Sternheim seems to have served as a canary in the coal mine of Wilhelmine Germany, a Teutonic Cassandra sounding the alarm on a culture in moral crisis and a country sliding toward the political abyss. His three-play cycle, “Scenes from the Heroic Lives of the Middle Classes,” is still his best-known work, tracing three generations of the “Mask” family, each of whom has a fatal sickness. Like a dramaturgical Frankenstein’s monster, Sternheim’s trilogy combines the world-historical sweep of Aeschylean tragedy with the moral satire of Molière, the social problem play tradition of George Bernard Shaw with the clockwork construction of French farce, and all of them foreshadow the messianic energies of German Expressionism.

Did I mention these plays are funny?

The Panties (Die Hose) was Sternheim’s infamous first play, written around 1909 and a breakthrough to a new kind of nihilistic modern comedy. An irreverent mixture of sexual liberation and philosophical debate, the play reverses nearly every convention of the form. The play begins after a marriage instead of ending in one; the romantic poet-lover loses and the cuckolded husband wins; money beats out literature; animal instincts triumph over the life of the mind. It is built, however, exactly like boulevard entertainments from the previous century by Eugène Scribe (A Glass of Water, 1842) and Victorien Sardou (A Scrap of Paper, 1860). Like them, a titular Macguffin setting an escalating comic catastrophe in motion.

In this case, the play is about, well, it’s about the panties—a pair belonging to Louise Mask that fall down during a summer parade. Though the play is set in Wilhelmine Germany, Sternheim speeds up the pace, suggesting the mechanical dynamism of a new, industrial age, and he boils language down to an idiosyncratic syntax of heated arguments and excited shouts. Philosophical debates rage in the mouths of two Bildungsphilister (Educated Philistines) who come a-courting. Meanwhile husband Theo, the play’s middle-class “hero,” is a bourgeois materialist, a capitalist cog willing to do anything for the bottom line. The play is a comic version of Wedekind’s sex tragedies, a Lulu set in a middle-class household and cranked up to 11. Louise stands at the literal center of the action. Her sexual awakening and ensuing commodification remain enough to amusingly enrage (or enragingly amuse) today, more than one hundred years later.

→ **Lines of data**
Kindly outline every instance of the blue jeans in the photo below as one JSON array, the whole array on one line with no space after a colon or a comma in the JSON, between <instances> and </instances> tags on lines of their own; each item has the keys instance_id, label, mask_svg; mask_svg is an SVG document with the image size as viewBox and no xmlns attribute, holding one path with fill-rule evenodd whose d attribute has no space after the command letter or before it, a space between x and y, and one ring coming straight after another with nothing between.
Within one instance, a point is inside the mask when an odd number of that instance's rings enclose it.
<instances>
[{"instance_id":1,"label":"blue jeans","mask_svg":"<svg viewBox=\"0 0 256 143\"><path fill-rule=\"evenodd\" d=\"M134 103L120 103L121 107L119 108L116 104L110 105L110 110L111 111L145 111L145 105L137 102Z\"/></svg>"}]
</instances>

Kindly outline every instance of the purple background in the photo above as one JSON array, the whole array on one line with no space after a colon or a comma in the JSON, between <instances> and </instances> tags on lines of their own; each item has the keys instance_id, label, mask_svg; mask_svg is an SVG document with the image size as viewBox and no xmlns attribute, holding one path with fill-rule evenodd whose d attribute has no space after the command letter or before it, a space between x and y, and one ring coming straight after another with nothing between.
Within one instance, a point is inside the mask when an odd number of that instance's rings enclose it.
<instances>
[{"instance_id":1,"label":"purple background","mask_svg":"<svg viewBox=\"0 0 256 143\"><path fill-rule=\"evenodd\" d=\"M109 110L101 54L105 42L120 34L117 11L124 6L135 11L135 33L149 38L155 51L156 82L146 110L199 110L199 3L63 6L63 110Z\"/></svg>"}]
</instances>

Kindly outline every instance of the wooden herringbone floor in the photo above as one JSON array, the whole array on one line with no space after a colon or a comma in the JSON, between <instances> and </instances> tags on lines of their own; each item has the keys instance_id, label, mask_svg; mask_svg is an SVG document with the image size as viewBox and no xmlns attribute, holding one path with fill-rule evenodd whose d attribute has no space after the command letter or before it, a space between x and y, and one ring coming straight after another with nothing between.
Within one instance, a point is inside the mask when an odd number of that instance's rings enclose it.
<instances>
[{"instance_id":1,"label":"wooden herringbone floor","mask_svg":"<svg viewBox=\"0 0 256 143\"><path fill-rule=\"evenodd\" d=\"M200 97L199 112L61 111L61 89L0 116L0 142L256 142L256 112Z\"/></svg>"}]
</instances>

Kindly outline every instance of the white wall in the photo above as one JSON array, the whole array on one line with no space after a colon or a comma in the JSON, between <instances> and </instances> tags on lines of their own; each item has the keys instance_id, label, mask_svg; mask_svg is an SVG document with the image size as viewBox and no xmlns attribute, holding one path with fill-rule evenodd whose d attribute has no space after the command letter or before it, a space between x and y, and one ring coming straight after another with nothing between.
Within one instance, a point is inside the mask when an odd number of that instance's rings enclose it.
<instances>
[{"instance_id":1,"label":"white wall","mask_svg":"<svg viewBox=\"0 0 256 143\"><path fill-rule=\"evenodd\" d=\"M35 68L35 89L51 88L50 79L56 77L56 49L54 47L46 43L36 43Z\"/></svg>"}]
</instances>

→ **Tasks to complete**
• a. In the passage on Sternheim's plays, list each way that The Panties is said to reverse the conventions of comedy.
• b. Write the next paragraph of the passage on Sternheim's plays, following on from its final sentence.

→ **Answers for the tasks**
• a.
- The play begins after a marriage instead of ending in one.
- The romantic poet-lover loses and the cuckolded husband wins.
- Money beats out literature.
- Animal instincts triumph over the life of the mind.

• b.
If The Panties turns Eros into a Lustspiel, The Partner (or, Sternheim’s original title, The Snob) shows tradition degrading into materialism. Louise’s son, the ironically named Christian, worships at the altar of Mammon, and the play charts his pilgrim’s progress up the escalator of class. He eventually reaches the penthouse suite, at the mere cost of his personal morals and identity—and some light criminal fraud. “Sternheim was not only the herald of a more conscious, more ruthless form of late capitalism,” writes Ivan Nagel, “but the prophet of a barbarous, unchained fascism.” There is an eerie premonition of Nazism in the play, with Christian as the embodiment of very Germanic ideas—the Nietzschean will to power, the Social Darwinist struggle for natural supremacy, the Freudian competition between sex-drives and death-drives—that provided fertile intellectual soil for the rise of Hitler’s regime.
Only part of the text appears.